**Dokumen**
-------------------------

Pada kesempatan itu,
dua pemudi dan seorang pemuda Buddhis membacakan kisah tentang pembabaran
perdana ajaran Sang Buddha. Ajaran itu antara lain tentang delapan jalan untuk
membuka batin manusia yakni pandangan benar, pikiran benar, ucapan benar,
perbuatan benar, pencaharian benar, daya upaya benar, perhatian benar, dan
konsentrasi benar.
Selain itu,
pembabaran menyangkut penderitaan yang dialami manusia, penyebab penderitaan
itu, dan jalan yang harus ditempuh manusia untuk melepaskan diri dari
penderitaan tersebut.
“Malam ini ibu,
bapak, saudara-saudara, para biksu, samanera, atasilani, padita, ribuan umat
Buddha duduk dengan hening, merenungkan dan mengagungkan kembali, seolah-olah
ingatan kita pada 2600 tahun lalu, saat bulan purnama di Bulan Asadha, di
kesunyian Taman Kijang Isipatana, Guru Agung membabarkan dhamma,” kata Bante
Pannavaro saat berkhutbah dengan tampak kharismatis itu.
Ketika pembabaran
pertama dhamma oleh Sang Buddha, katanya, 10 ribu tata surya bergetar dan
berguncang, laksana alam pikiran manusia waktu itu dan mungkin saat ini juga
bergetar dan berguncang memperingati Hari Asadha.
Ia menjelaskan, penderitaan
manusia bukan datang dari luar dirinya, bukan pula suatu hukuman, akan tetapi
konsekuensi atau akibat perbuatan manusia yang tidak baik. Penderitaan manusia
bersumber persis di dalam dan dari dalam diri manusia sendiri.
“Sebab penderitaan
itu karena maksud dan keinginan yang tidak terkendali, yang berkobar.
Keinginan, hawa nafsu berkobar mendapat pemenuhan itu menjadi kelekatan yang
sulit dilepaskan. Keinginan yang terpenuhi akan menuntut kembali lebih hebat.
Kita kejar untuk dipenuhi kembali. Kita rasakan bahagia sebentar. Keinginan
yang terpenuhi, bukan itu kebahagiaan. Ya itu kebahagiaan tetapi sepintas,”
katanya.
Guru Agung Buddha
Gautama, katanya, mengajarkan bahwa kebahagiaan terjadi apabila api hawa nafsu
yang berkobar itu menjadi padam atau setidaknya mengecil. Saat itulah manusia
merasakan ketenteraman.
“Memenuhi hawa nafsu
tidak ada akhirnya, hawa nafsu mengakibatkan penderitaan. Tetapi mengecilkan
dan bahkan memadamkan hawa nafsu memberi ketenteraman. Keserakahan yang
berkurang, iri hati yang berkurang, dendam yang berkurang, benci yang
berkurang, sudah memberi kebahagiaan,” katanya dalam khutbah dengan suara
perlahan, irama teratur, dan bernada “berat”.

-------------------------

**Data Hasil Ekstraksi**
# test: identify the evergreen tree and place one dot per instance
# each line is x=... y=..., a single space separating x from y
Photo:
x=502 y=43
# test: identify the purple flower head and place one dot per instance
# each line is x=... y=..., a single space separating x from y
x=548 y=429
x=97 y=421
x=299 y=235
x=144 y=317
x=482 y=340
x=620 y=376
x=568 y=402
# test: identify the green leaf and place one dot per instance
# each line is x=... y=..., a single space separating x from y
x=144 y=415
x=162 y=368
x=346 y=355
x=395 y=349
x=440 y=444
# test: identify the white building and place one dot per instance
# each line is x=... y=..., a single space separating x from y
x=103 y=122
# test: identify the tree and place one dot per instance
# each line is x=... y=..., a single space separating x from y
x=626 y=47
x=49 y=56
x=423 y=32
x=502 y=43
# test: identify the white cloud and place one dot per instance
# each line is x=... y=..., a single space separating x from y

-------------------------

**Tujuan Tugas**
Berikan kelanjutan teks tentang khotbah peringatan Hari Asadha, mulai setelah kalimat terakhir yang tertera. Baris-baris data tersebut tidak berperan dalam tugas ini.

**Jawaban Latihan**
Ia mengemukakan
tentang pentingnya pemanfaatkan kedudukan atau kekuasaan secara baik dan materi
secara tepat untuk banyak orang. Selain itu, sikap jujur dan tidak korupsi
harus dilakukan mereka agar terbangun hidup yang damai, karena kedudukan dan
materi bukan penjamin kebahagiaan.
Orang bijaksana,
katanya, menyadari bahwa hawa nafsu yang berkobar-kobar itu harus diredam atau
setidaknya dikecilkan agar tergapai kehidupan yang tenteram dan damai itu. Hawa
nafsu yang diumbar akan mendatangkan kehancuran hidup baik pribadi, masyarakat,
lingkungan, maupun peradaban.
Guru Agung meminta
umat untuk bertanggungjawab atas kehidupannya sendiri karena hidup bukan
misteri, sedangkan apa yang dialami manusia sebagai akibat dari perbuatan
manusia itu sendiri.
“Guru Agung
memberikan jalan kepada manusia untuk memadamkan hawa nafsu yang berkobar. Kita
boleh punya keinginan tetapi yang berdasarkan kearifan, harus selektif dengan
keinginan agar tidak berkobar menjadi hawa nafsu,” katanya.
Ia menjelaskan,
upaya memadamkan kobaran hawa nafsu itu melalui pengendalian diri, berpuasa.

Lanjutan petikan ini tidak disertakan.